Copy out, exactly, the first line of the entries below and every line after it through the one containing "positive clicks: (35, 12) (82, 0)".

*** RECORDS SUPPLIED ***

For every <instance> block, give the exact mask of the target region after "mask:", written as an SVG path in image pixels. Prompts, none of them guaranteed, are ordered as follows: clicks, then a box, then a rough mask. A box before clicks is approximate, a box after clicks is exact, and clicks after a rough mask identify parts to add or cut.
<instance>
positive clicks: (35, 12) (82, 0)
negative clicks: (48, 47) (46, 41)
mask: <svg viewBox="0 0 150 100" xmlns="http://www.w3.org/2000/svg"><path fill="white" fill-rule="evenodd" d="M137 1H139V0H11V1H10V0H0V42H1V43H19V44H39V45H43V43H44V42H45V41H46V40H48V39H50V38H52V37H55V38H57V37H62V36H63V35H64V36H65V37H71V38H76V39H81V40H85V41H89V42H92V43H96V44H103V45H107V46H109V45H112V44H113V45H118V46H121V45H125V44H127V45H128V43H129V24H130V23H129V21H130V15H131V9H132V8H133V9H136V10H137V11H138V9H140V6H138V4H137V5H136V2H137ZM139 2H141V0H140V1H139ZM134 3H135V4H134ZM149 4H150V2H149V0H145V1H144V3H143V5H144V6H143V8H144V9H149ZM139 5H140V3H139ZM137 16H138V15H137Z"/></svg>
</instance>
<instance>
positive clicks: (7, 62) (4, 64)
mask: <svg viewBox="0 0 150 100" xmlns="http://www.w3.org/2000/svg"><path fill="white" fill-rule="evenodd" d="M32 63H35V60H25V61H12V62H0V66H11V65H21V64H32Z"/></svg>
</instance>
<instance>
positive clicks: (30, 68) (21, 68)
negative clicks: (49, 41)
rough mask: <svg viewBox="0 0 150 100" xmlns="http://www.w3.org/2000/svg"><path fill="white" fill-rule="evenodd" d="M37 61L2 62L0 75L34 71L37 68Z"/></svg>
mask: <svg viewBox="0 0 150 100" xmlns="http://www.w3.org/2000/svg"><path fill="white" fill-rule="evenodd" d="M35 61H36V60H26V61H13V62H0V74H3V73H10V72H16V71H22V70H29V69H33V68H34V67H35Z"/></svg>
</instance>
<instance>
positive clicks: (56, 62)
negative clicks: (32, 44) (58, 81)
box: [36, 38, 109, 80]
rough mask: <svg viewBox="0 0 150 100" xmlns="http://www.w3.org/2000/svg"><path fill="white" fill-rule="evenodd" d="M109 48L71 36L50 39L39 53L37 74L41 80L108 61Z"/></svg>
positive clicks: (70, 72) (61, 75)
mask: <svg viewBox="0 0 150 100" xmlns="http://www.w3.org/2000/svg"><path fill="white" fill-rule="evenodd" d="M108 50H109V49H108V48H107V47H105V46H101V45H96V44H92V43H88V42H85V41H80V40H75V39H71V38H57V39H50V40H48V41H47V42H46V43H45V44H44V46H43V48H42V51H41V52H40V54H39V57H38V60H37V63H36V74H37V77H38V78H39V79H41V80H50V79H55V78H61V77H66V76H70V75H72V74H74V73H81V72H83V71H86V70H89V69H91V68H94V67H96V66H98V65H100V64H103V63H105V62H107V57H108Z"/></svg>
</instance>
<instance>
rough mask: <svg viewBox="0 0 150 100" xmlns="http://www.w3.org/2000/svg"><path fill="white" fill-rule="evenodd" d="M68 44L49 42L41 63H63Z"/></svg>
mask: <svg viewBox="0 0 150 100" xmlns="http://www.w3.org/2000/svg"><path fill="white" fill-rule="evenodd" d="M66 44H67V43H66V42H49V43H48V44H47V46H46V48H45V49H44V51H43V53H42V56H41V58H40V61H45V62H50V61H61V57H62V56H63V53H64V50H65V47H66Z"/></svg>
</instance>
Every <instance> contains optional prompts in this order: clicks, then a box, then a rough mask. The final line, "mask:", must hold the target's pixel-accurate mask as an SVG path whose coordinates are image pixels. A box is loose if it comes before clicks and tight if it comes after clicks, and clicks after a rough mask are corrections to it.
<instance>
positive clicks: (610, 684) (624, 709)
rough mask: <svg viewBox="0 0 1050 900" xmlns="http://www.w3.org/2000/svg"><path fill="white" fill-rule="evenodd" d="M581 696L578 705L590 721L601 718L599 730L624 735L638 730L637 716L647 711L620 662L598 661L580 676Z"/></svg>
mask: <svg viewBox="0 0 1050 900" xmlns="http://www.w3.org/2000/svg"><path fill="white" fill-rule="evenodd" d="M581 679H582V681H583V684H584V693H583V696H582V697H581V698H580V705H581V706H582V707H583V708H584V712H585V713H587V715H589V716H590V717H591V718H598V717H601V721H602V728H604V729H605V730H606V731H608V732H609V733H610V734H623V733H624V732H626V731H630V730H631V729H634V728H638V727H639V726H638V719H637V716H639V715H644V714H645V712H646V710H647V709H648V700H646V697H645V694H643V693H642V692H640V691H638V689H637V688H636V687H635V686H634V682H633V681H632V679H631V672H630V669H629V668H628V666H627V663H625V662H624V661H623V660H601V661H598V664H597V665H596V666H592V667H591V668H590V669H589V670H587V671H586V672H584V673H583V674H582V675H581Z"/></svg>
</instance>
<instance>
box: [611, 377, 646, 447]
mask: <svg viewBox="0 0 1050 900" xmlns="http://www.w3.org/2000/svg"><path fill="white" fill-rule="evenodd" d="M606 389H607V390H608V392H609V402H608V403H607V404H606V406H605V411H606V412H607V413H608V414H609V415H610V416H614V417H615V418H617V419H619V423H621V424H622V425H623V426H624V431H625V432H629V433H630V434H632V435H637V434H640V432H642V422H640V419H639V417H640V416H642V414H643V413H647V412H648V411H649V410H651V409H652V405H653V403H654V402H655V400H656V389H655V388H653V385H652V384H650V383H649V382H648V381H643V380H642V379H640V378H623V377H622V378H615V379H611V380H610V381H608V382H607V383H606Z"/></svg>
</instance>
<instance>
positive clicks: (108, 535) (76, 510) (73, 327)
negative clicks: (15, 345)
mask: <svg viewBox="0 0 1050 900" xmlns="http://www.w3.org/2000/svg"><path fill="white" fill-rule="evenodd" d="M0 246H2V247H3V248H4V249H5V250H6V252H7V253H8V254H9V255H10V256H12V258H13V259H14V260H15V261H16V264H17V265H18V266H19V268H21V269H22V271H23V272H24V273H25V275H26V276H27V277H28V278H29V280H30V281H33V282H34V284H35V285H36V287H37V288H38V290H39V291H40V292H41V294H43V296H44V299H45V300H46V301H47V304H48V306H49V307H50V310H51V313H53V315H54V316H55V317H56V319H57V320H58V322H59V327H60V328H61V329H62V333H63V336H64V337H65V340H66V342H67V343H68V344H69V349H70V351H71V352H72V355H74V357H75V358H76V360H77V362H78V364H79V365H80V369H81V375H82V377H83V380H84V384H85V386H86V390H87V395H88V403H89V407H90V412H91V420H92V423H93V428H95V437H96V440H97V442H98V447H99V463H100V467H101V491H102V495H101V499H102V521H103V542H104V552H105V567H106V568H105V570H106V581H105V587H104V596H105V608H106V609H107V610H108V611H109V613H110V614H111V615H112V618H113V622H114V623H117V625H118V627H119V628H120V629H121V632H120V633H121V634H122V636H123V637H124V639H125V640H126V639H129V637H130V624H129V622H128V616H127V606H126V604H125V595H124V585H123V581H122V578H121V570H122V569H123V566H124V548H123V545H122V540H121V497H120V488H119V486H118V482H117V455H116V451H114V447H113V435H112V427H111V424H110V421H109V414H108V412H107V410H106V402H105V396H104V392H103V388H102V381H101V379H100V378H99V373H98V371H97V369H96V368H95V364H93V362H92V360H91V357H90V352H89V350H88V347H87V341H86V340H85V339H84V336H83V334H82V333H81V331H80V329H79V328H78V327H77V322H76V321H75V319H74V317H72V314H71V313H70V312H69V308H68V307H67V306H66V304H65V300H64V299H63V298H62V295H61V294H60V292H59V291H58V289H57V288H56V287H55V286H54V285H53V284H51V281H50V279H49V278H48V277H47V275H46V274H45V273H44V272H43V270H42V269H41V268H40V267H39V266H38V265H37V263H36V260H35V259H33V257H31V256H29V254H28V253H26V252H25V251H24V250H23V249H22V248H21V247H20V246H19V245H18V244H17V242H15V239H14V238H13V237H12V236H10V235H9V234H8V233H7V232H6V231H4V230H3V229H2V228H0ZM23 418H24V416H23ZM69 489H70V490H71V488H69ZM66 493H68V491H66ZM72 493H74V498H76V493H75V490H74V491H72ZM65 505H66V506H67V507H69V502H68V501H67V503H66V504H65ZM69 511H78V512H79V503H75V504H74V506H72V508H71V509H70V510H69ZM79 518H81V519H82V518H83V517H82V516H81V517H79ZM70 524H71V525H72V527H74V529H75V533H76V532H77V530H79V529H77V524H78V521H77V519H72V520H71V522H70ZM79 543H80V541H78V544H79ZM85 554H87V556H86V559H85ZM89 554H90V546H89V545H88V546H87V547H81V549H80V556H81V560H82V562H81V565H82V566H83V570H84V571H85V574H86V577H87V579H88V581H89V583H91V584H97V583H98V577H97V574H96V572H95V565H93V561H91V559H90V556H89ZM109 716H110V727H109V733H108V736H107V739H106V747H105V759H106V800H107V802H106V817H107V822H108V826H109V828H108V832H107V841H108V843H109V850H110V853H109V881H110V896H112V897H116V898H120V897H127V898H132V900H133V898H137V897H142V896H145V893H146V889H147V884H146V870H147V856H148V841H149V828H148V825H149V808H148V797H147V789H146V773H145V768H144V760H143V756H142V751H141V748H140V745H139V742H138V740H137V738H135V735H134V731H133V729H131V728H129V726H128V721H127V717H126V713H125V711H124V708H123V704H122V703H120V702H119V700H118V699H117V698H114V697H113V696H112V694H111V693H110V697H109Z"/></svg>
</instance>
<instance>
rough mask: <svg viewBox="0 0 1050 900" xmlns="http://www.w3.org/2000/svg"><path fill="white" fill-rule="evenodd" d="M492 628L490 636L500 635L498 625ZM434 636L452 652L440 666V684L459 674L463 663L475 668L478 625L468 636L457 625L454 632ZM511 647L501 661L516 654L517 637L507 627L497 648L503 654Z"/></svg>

*** End of RECORDS SUPPLIED ***

**SOLUTION TO THE PROBLEM:**
For every <instance> block, give the exact mask of the target region after "mask:", written as an SVG path in image pixels. Prompts, none of them guaranteed, are ordered as follows: clicks, then a box, then a rough mask. A box before clicks is approximate, a box after clicks is exact, and clicks after a rough mask identify parts to add or cut.
<instance>
positive clicks: (35, 12) (82, 0)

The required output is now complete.